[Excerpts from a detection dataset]
_ _ _ _

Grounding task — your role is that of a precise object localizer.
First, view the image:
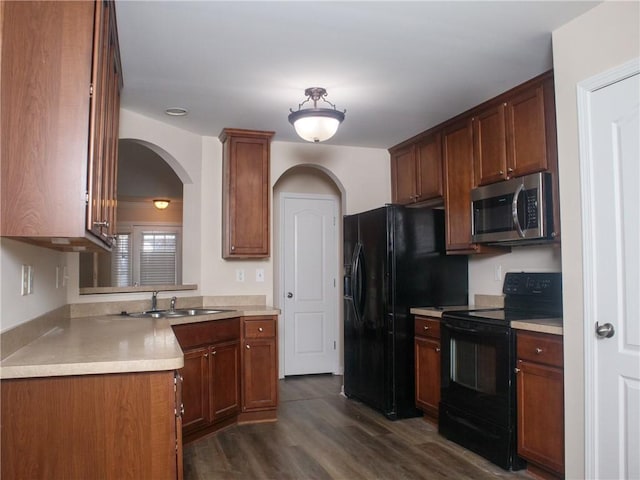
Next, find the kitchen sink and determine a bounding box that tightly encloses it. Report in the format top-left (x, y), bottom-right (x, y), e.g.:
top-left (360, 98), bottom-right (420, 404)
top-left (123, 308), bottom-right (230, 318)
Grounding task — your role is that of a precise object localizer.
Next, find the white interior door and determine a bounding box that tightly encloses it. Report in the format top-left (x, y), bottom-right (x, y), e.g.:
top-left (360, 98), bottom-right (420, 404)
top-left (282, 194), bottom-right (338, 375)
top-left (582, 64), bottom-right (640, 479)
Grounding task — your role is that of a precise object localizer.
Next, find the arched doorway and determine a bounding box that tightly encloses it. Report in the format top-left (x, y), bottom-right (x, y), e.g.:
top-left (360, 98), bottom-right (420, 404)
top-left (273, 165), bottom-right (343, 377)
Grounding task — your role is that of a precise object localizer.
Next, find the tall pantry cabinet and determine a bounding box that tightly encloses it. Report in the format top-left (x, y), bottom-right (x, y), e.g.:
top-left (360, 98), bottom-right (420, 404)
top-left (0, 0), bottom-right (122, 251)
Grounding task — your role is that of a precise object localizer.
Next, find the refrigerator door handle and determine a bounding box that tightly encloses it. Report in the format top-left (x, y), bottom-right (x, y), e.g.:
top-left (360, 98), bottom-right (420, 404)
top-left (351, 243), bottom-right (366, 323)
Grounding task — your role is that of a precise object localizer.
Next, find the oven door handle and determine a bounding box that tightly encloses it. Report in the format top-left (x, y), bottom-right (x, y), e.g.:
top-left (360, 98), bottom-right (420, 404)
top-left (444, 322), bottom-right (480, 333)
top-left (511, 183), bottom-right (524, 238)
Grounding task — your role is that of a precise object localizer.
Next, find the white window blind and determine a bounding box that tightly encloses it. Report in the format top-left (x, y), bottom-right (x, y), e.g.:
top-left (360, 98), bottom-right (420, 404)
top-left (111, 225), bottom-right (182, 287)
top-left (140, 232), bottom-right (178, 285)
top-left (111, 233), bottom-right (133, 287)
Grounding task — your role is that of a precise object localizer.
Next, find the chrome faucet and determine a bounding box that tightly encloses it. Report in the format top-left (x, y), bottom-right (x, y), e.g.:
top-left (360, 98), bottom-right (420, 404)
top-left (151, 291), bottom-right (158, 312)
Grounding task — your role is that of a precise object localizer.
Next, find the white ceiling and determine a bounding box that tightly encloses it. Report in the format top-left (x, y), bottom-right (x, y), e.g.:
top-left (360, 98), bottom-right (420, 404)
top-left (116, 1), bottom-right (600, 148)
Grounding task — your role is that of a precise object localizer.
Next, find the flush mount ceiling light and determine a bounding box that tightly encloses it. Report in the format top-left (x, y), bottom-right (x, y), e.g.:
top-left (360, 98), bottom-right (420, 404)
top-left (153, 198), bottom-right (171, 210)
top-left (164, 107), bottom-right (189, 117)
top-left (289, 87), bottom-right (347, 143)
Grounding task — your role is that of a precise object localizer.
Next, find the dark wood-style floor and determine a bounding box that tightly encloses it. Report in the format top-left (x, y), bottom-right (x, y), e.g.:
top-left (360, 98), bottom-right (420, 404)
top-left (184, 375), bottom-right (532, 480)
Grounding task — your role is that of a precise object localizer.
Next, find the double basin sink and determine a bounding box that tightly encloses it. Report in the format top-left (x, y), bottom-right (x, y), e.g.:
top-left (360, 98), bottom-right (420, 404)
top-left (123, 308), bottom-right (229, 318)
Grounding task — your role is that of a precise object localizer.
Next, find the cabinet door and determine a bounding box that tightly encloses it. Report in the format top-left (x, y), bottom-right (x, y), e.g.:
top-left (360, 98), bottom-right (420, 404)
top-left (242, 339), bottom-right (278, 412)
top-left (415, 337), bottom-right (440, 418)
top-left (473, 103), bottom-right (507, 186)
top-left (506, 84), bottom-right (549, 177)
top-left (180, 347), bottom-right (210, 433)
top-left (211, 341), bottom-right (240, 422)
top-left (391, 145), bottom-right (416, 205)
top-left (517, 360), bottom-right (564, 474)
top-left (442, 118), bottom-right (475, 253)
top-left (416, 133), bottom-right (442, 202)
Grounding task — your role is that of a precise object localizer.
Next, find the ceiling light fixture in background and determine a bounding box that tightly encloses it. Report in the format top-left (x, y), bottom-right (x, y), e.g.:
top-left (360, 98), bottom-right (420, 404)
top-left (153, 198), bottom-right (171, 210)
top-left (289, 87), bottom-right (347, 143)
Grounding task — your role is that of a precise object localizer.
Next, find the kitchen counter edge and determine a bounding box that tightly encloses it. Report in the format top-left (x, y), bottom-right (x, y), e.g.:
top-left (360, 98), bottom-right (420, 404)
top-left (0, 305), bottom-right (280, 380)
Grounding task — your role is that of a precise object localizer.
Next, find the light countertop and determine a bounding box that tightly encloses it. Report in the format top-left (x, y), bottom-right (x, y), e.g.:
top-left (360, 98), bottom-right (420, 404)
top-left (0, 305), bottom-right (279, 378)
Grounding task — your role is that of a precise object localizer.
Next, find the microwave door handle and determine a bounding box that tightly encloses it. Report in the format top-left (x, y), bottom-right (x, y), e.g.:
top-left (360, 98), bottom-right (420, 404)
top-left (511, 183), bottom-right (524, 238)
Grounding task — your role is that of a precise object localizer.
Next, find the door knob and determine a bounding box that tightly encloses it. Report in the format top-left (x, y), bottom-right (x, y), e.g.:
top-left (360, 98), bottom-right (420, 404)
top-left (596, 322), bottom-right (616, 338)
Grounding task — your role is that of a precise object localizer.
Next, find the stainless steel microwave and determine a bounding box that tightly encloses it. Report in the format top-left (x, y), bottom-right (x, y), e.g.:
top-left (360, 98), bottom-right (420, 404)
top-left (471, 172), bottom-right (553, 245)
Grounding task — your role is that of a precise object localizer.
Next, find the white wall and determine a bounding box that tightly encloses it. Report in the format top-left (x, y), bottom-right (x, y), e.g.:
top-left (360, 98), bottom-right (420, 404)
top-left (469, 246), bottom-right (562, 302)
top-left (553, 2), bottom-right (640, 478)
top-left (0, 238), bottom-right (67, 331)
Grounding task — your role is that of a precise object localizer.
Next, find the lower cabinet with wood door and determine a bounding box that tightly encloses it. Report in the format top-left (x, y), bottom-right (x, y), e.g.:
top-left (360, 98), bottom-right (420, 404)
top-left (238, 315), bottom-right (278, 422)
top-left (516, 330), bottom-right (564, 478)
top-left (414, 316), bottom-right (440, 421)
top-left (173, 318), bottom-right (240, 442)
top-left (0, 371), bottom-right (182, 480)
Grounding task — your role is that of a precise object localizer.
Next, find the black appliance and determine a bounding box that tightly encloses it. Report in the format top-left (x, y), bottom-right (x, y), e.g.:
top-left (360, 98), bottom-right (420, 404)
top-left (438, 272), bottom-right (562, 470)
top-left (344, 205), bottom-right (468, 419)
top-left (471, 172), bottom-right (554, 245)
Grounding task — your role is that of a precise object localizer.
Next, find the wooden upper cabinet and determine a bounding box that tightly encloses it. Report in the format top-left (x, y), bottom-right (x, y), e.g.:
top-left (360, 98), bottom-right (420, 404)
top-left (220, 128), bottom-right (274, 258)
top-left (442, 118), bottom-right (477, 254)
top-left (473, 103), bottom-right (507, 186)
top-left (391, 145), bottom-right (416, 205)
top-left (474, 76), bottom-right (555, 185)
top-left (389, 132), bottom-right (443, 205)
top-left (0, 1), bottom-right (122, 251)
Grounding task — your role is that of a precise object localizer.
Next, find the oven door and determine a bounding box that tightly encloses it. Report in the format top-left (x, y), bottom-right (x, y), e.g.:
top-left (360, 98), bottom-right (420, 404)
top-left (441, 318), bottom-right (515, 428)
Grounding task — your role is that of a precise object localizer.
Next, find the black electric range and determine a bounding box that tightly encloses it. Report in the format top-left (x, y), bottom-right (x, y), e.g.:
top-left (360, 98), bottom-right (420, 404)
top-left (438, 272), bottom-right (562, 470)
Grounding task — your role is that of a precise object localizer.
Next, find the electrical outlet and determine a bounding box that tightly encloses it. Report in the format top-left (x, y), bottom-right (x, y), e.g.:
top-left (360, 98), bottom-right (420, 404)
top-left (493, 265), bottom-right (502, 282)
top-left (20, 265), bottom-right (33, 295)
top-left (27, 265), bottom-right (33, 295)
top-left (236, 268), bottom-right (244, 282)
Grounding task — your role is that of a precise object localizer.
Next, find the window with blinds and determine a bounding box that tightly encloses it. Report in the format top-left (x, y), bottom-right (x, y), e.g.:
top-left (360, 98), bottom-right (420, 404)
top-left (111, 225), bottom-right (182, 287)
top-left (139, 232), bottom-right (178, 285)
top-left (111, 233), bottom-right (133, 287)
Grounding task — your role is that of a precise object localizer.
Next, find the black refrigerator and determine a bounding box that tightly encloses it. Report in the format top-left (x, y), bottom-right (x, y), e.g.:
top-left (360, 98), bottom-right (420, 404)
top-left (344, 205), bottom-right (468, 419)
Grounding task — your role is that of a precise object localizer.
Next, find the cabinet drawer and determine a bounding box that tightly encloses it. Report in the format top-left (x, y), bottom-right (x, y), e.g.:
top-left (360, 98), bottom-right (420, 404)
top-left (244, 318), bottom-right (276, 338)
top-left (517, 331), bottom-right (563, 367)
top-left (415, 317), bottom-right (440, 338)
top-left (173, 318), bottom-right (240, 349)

_ _ _ _

• Exercise description: Rewrite the records from the start through the line containing "top-left (351, 243), bottom-right (366, 323)", replacing "precise object localizer" with "exact object locator" and leaving everything else unchanged. Omit the pictures from the output.

• Response to the task:
Grounding task — your role is that of a exact object locator.
First, view the image:
Next, find the kitchen sink and determine a bounding box that tightly encloses it. Report in the format top-left (x, y), bottom-right (x, y), e.g.:
top-left (360, 98), bottom-right (420, 404)
top-left (123, 308), bottom-right (230, 318)
Grounding task — your role is that of a exact object locator.
Next, find the white interior door and determine a bounding box that tightly encloses it. Report in the format top-left (x, y), bottom-right (x, y), e.g.:
top-left (360, 98), bottom-right (420, 404)
top-left (282, 194), bottom-right (338, 375)
top-left (582, 64), bottom-right (640, 479)
Grounding task — your role is that of a exact object locator.
Next, find the arched doorway and determine a bounding box that tightly encloses it. Report in the format top-left (x, y), bottom-right (x, y), e.g.:
top-left (360, 98), bottom-right (420, 404)
top-left (273, 165), bottom-right (343, 377)
Grounding task — your role is that of a exact object locator.
Next, find the tall pantry cabinet and determine a bounding box that tightly encloses it. Report in the format top-left (x, y), bottom-right (x, y), e.g.:
top-left (360, 98), bottom-right (420, 404)
top-left (0, 0), bottom-right (122, 251)
Grounding task — your role is that of a exact object locator.
Next, find the refrigerator door handle and determine a bounding box that tightly encloses it. Report in the format top-left (x, y), bottom-right (x, y), e.g.:
top-left (360, 98), bottom-right (420, 404)
top-left (351, 243), bottom-right (366, 323)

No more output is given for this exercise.